• Extract to read
= Divergent series =

Infinite series that is not convergent

Les séries divergentes sont en général quelque chose de bien fatal et c’est une honte qu’on ose y fonder aucune démonstration.
("Divergent series are in general something fatal, and it is a disgrace to base any proof on them." Often translated as "Divergent series are an invention of the devil …")
— N. H. Abel, letter to Holmboe, January 1826, reprinted in volume 2 of his collected papers.

In mathematics, a divergent series is an infinite series that is not convergent, meaning that the infinite sequence of the partial sums of the series does not have a finite limit.

If a series converges, the individual terms of the series must approach zero. Thus any series in which the individual terms do not approach zero diverges. However, convergence is a stronger condition: not all series whose terms approach zero converge. A counterexample is the harmonic series

$1 + \frac{1}{2} + \frac{1}{3} + \frac{1}{4} + \frac{1}{5} + \cdots =\sum_{n=1}^\infty\frac{1}{n}.$

The divergence of the harmonic series was proven by the medieval mathematician Nicole Oresme.

In specialized mathematical contexts, values can be objectively assigned to certain series whose sequences of partial sums diverge, in order to make meaning of the divergence of the series. A summability method or summation method is a partial function from the set of series to values. For example, Cesàro summation assigns Grandi's divergent series

$1 - 1 + 1 - 1 + \cdots$

the value 1/2. Cesàro summation is an averaging method, in that it relies on the arithmetic mean of the sequence of partial sums. Other methods involve analytic continuations of related series. In physics, there are a wide variety of summability methods; these are discussed in greater detail in the article on regularization.

==History==

... but it is broadly true to say that mathematicians before Cauchy asked not 'How shall we define 1 − 1 + 1...?' but 'What is 1 − 1 + 1...?', and that this habit of mind led them into unnecessary perplexities and controversies which were often really verbal.

• Record set
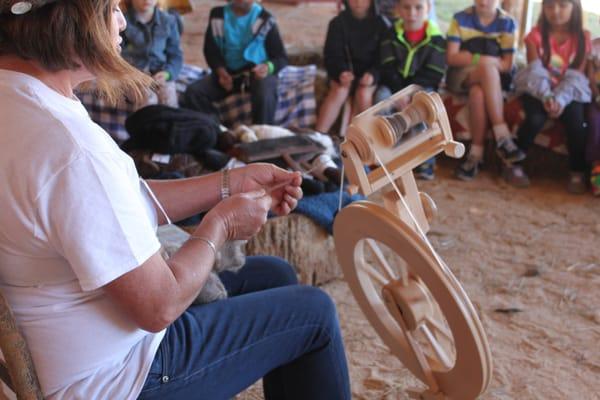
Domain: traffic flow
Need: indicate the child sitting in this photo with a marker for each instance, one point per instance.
(481, 44)
(413, 52)
(593, 146)
(151, 43)
(245, 52)
(555, 86)
(351, 49)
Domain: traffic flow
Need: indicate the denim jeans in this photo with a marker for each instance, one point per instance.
(270, 327)
(572, 117)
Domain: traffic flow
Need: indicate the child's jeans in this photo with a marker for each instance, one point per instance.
(166, 95)
(573, 119)
(270, 327)
(592, 152)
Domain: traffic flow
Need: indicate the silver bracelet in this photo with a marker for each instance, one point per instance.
(208, 242)
(225, 188)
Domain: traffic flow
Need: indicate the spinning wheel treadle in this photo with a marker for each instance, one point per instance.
(407, 292)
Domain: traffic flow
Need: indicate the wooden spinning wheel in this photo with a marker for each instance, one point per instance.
(408, 294)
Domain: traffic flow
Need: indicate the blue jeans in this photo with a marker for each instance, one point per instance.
(270, 327)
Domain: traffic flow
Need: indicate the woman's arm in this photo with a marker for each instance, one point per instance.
(157, 292)
(182, 198)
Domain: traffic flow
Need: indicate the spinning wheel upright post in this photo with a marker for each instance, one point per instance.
(404, 288)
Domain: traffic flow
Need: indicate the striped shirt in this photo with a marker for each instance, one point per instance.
(496, 39)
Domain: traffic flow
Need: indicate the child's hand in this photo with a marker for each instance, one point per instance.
(367, 79)
(556, 110)
(490, 60)
(161, 77)
(260, 71)
(553, 108)
(346, 78)
(225, 80)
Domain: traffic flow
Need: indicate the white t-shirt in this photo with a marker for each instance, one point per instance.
(73, 217)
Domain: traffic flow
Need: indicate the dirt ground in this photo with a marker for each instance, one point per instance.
(533, 250)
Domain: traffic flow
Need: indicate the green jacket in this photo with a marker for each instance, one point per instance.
(403, 64)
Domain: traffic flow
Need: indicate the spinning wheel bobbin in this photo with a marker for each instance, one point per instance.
(407, 292)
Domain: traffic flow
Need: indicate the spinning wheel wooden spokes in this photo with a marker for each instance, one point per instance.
(405, 294)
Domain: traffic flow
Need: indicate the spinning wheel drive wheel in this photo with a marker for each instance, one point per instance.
(417, 307)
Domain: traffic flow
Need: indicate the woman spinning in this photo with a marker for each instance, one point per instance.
(105, 317)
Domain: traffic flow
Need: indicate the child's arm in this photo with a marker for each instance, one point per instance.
(455, 57)
(173, 51)
(532, 53)
(275, 50)
(212, 52)
(591, 73)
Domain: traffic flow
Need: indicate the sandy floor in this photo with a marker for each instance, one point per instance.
(535, 250)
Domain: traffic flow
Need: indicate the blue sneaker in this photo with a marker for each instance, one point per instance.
(425, 170)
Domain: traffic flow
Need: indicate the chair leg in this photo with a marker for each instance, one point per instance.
(346, 115)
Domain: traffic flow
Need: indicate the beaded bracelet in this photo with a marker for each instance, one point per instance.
(225, 188)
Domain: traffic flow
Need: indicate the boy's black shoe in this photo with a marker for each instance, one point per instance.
(468, 169)
(509, 152)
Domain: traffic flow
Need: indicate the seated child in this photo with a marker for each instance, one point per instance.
(556, 56)
(151, 43)
(245, 52)
(593, 145)
(481, 44)
(413, 52)
(351, 49)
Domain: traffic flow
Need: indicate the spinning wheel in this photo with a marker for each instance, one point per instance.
(408, 294)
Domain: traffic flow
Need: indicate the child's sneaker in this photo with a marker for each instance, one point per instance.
(425, 171)
(576, 183)
(515, 176)
(595, 180)
(509, 152)
(468, 169)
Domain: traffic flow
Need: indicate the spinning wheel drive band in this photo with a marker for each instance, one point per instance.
(406, 302)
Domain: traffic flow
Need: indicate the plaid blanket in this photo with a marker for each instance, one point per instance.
(296, 106)
(551, 137)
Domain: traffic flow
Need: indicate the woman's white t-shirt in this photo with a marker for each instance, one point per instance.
(73, 217)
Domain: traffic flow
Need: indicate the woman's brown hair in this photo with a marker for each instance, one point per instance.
(575, 28)
(67, 34)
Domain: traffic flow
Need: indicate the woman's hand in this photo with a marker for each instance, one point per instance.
(260, 71)
(238, 217)
(161, 77)
(282, 186)
(346, 78)
(367, 79)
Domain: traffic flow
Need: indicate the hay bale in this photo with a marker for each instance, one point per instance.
(303, 243)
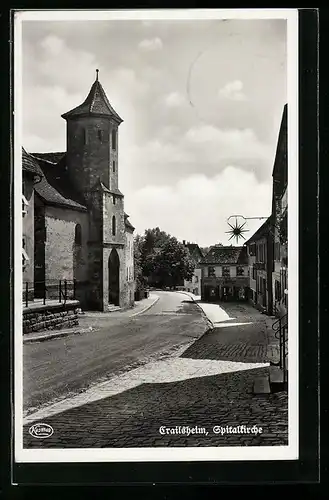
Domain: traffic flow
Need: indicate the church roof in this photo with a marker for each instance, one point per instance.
(127, 223)
(51, 157)
(95, 103)
(262, 232)
(226, 255)
(99, 186)
(55, 187)
(30, 165)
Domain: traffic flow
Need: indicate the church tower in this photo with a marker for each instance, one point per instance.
(92, 164)
(92, 141)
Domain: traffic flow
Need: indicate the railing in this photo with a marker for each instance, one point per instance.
(44, 291)
(280, 327)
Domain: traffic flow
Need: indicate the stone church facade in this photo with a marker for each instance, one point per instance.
(81, 232)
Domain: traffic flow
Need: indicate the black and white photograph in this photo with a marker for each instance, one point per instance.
(155, 153)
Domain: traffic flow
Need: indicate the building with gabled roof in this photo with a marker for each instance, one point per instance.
(224, 274)
(81, 232)
(260, 253)
(194, 284)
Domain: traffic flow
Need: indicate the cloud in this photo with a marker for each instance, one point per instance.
(174, 100)
(233, 91)
(197, 208)
(53, 44)
(151, 44)
(220, 144)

• Exercises
• 1. List every person whose name appears in the divergent series text, including names that appear only as part of the name of a method or a series.
• 2. Reproduce the portion of the divergent series text starting at "the value 1/2." and ending at "article on regularization.".
• 3. Pick up the divergent series text after its final sentence and continue writing it.

• Task responses
• 1. N. H. Abel, Holmboe, Nicole Oresme, Cesàro, Grandi, Cauchy

• 2.
the value 1/2. Cesàro summation is an averaging method, in that it relies on the arithmetic mean of the sequence of partial sums. Other methods involve analytic continuations of related series. In physics, there are a wide variety of summability methods; these are discussed in greater detail in the article on regularization.

• 3.
— G. H. Hardy, Divergent series, page 6

Before the 19th century, divergent series were widely used by Leonhard Euler and others, but often led to confusing and contradictory results. A major problem was Euler's idea that any divergent series should have a natural sum, without first defining what is meant by the sum of a divergent series. Augustin-Louis Cauchy eventually gave a rigorous definition of the sum of a (convergent) series, and for some time after this, divergent series were mostly excluded from mathematics. They reappeared in 1886 with Henri Poincaré's work on asymptotic series. In 1890, Ernesto Cesàro realized that one could give a rigorous definition of the sum of some divergent series, and defined Cesàro summation. (This was not the first use of Cesàro summation, which was used implicitly by Ferdinand Georg Frobenius in 1880; Cesàro's key contribution was not the discovery of this method, but his idea that one should give an explicit definition of the sum of a divergent series.) In the years after Cesàro's paper, several other mathematicians gave other definitions of the sum of a divergent series, although these are not always compatible: different definitions can give different answers for the sum of the same divergent series; so, when talking about the sum of a divergent series, it is necessary to specify which summation method one is using.

==Examples==

- 1 − 1 + 1 − 1 + ⋯$\text{ “ = ” }\frac{1}{2}$
- 1 − 2 + 3 − 4 + ⋯$\text{ “ = ” }\frac{1}{4}$
- 1 − 1 + 2 − 6 + 24 − 120 + ⋯$\text{ “ = ” }\!\!\int_0^\infty \frac{e^{-x}}{1+x} \, dx \approx 0.596\,347\ldots$
- 1 − 2 + 4 − 8 + ⋯$\text{ “ = ” }\frac{1}{3}$
- 1 + 2 + 4 + 8 + ⋯$\text{ “ = ” }-1$
- 1 + 1 + 1 + 1 + ⋯$\text{ “ = ” }-\frac{1}{2}$
- 1 + 2 + 3 + 4 + ⋯$\text{ “ = ” }-\frac{1}{12}$
- 1 + 4 + 9 + 16 + ⋯$\text{ “ = ” }0$

==Theorems on methods for summing divergent series==
A summability method M is regular if it agrees with the actual limit on all convergent series. Such a result is called an Abelian theorem for M, from the prototypical Abel's theorem. More subtle, are partial converse results, called Tauberian theorems, from a prototype proved by Alfred Tauber. Here partial converse means that if M sums the series Σ, and some side-condition holds, then Σ was convergent in the first place; without any side-condition such a result would say that M only summed convergent series (making it useless as a summation method for divergent series).

The function giving the sum of a convergent series is linear, and it follows from the Hahn–Banach theorem that it may be extended to a summation method summing any series with bounded partial sums. This is called the Banach limit. This fact is not very useful in practice, since there are many such extensions, inconsistent with each other, and also since proving such operators exist requires invoking the axiom of choice or its equivalents, such as Zorn's lemma. They are therefore nonconstructive.

The subject of divergent series, as a domain of mathematical analysis, is primarily concerned with explicit and natural techniques such as Abel summation, Cesàro summation and Borel summation, and their relationships. The advent of Wiener's tauberian theorem marked an epoch in the subject, introducing unexpected connections to Banach algebra methods in Fourier analysis.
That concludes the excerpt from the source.